WHAT TO PRODUCE
Print the full listing exactly.
Start of RECORDS PROVIDED
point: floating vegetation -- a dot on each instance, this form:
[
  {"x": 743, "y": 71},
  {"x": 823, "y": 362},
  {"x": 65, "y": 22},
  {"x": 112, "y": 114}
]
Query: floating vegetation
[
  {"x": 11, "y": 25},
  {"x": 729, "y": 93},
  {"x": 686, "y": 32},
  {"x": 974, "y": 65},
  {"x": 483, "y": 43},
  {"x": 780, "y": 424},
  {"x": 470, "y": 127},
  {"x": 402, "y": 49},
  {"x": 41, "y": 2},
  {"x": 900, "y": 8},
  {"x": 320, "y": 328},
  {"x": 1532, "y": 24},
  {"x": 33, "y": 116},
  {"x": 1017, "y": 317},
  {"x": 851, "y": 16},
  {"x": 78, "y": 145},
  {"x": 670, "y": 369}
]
End of RECORDS PROVIDED
THE COMPLETED TASK
point: floating vegetation -- a dot on each instance, this form:
[
  {"x": 743, "y": 71},
  {"x": 823, "y": 362},
  {"x": 65, "y": 22},
  {"x": 112, "y": 114}
]
Query: floating vegetation
[
  {"x": 11, "y": 25},
  {"x": 729, "y": 93},
  {"x": 686, "y": 32},
  {"x": 974, "y": 65},
  {"x": 483, "y": 43},
  {"x": 780, "y": 424},
  {"x": 470, "y": 127},
  {"x": 402, "y": 49},
  {"x": 41, "y": 2},
  {"x": 900, "y": 8},
  {"x": 320, "y": 328},
  {"x": 1532, "y": 24},
  {"x": 33, "y": 116},
  {"x": 1017, "y": 317},
  {"x": 851, "y": 16},
  {"x": 78, "y": 145},
  {"x": 670, "y": 369}
]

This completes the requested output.